= PROBLEM DETAILS =
Rewrite the rows below, changing each "single point" to "one point" and leaving everything else untouched.

BEGIN DATASET EXTRACT

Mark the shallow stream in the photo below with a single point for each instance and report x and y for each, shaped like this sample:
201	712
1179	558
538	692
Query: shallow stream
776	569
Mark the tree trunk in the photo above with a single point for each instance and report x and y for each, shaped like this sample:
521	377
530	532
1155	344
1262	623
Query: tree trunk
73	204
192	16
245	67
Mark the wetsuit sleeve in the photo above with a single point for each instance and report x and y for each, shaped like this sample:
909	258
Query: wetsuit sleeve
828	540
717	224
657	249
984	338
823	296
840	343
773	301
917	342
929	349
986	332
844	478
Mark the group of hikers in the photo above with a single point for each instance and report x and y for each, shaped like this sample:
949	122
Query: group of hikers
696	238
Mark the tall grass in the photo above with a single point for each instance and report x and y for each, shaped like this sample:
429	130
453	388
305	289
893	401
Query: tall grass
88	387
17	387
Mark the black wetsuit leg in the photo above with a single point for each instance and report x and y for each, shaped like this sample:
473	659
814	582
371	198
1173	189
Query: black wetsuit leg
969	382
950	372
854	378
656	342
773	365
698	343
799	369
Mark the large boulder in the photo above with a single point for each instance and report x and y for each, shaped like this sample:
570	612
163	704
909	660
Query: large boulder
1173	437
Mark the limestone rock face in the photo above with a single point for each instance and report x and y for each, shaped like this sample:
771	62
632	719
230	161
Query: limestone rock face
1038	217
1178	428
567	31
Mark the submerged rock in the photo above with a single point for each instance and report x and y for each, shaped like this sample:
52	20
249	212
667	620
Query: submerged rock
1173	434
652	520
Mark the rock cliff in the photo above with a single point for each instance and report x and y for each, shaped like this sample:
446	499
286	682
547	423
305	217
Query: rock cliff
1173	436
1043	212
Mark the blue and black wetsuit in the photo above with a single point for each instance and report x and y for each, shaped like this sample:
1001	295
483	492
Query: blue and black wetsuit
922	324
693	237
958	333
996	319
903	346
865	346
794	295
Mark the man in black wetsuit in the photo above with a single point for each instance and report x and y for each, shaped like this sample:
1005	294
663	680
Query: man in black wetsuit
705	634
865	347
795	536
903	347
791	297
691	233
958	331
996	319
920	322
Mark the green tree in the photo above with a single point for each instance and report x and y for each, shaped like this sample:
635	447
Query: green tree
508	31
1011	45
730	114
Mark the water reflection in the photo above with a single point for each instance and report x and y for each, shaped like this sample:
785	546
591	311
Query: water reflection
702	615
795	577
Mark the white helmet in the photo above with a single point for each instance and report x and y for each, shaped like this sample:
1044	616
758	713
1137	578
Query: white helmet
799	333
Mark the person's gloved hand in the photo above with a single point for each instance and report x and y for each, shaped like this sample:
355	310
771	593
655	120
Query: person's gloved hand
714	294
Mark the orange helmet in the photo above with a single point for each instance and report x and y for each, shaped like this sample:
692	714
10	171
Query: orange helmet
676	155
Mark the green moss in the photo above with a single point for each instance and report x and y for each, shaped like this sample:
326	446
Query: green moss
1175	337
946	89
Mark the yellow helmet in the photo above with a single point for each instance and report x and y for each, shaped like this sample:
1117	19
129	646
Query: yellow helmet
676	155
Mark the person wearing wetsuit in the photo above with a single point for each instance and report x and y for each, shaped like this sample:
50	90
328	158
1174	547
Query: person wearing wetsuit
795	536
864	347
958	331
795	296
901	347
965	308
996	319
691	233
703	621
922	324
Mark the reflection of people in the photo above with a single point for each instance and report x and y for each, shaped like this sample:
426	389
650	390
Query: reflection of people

END DATASET EXTRACT

= WRITTEN ANSWER =
Mark the shallow stream in the photo below with a one point for each instance and report x and y for each, shaped like this sample:
201	712
1179	558
538	692
Query: shallow stream
776	569
Mark the tree trunk in the photo above with a one point for each instance and report x and y for each, shaped like this sample:
521	377
530	532
1155	344
1262	623
Query: tree trunk
73	204
192	16
245	67
Mark the wetsuit sleeve in the photo above with a one point for each instance and report x and y for each, shaped like this sample:
909	258
Query: wetsuit sleeve
828	540
717	224
657	249
984	338
823	296
840	343
773	301
917	342
929	349
986	332
844	478
Mark the group of hikers in the photo above with a one point for each instance and report x and y for each, shaped like this sample:
949	122
Query: group of hikers
696	238
Mark the tall grass in the photo above with a one point for each instance and report x and y for each, shaped like this sample:
429	130
453	388
305	289
893	401
Query: tall grass
88	387
17	387
Mark the black wetsuit leg in the photo above with a one point for each instance and report x and y for each, shaped like this sample:
473	659
814	582
371	198
1173	189
Query: black wetsuit leg
969	382
950	372
854	378
656	342
773	365
698	343
799	369
Mark the large boulder in the photo above with a one point for each instance and report x and y for each, shaped like this sample:
570	612
163	704
909	660
Query: large boulder
1173	437
Mark the limestone rock face in the photo above with a one point for each instance and report x and y for each, shaped like this sample:
771	62
632	719
230	161
Query: limestone rock face
1038	217
1178	428
567	31
Mark the submerged rock in the photo above with a one point for each instance and report x and y for each, shaped like this sample:
52	20
249	212
667	620
Query: submerged rock
1173	434
652	520
Mark the rock cliff in the photo above with a one point for each instance and report x and y for each, shaped like this sample:
446	499
286	682
547	423
305	217
Query: rock cliff
1173	436
1043	212
Mark the blue and black wetsuit in the photo above with a one point for each instance and report x and y for each, shaped like this sample:
1001	295
483	492
Query: blue and black wetsuit
922	324
693	237
958	333
996	319
903	346
865	346
794	295
Mark the man in black wetsuit in the photo above with a one point for each instance and report x and y for each, shaped like this sample:
1005	294
663	680
Query: man in black wetsuit
705	634
865	347
795	536
903	347
791	297
691	233
958	331
996	319
920	322
Mark the green tree in the photo above with a one point for each instance and report x and y for each, shaped like this sample:
635	447
Query: green tree
508	31
1011	45
730	114
Mark the water reflection in the photo above with a one point for each instance and report x and y for each, shaped like this sample:
785	546
591	311
Query: water reflection
702	615
795	577
Mark the white helmet in the photo above with a one point for each instance and report x and y for each, shaped like this sample:
1044	616
758	713
1137	578
Query: white helmet
799	333
Mark the person's gloved hand in the photo above with a one point for each instance and report x and y for each, shaped like this sample:
355	310
771	593
655	120
Query: person's gloved hand
714	294
Mark the orange helmet in the photo above with a one point for each instance and report x and y for each, shaped like this sample:
692	714
10	171
Query: orange helmet
676	155
Mark the green moss in the photo above with a one point for each instance and report x and y for each, shaped like this sample:
326	446
Query: green moss
1175	337
946	89
Mark the yellow helmet in the photo above with a one point for each instance and report x and y for each, shaped like this sample:
1117	19
129	646
Query: yellow helmet
676	155
Mark the person wearing wetsuit in the photo above with a one point for each instance and report x and y for each, shaped like this sample:
50	90
328	158
1174	547
Query: person wearing wetsuit
795	536
864	347
958	331
795	296
901	347
965	308
996	319
691	233
703	621
922	324
Mark the reflection of people in the photo above with a one point for each instance and report x and y for each, shaped like this sample:
426	389
650	390
Query: reflection of people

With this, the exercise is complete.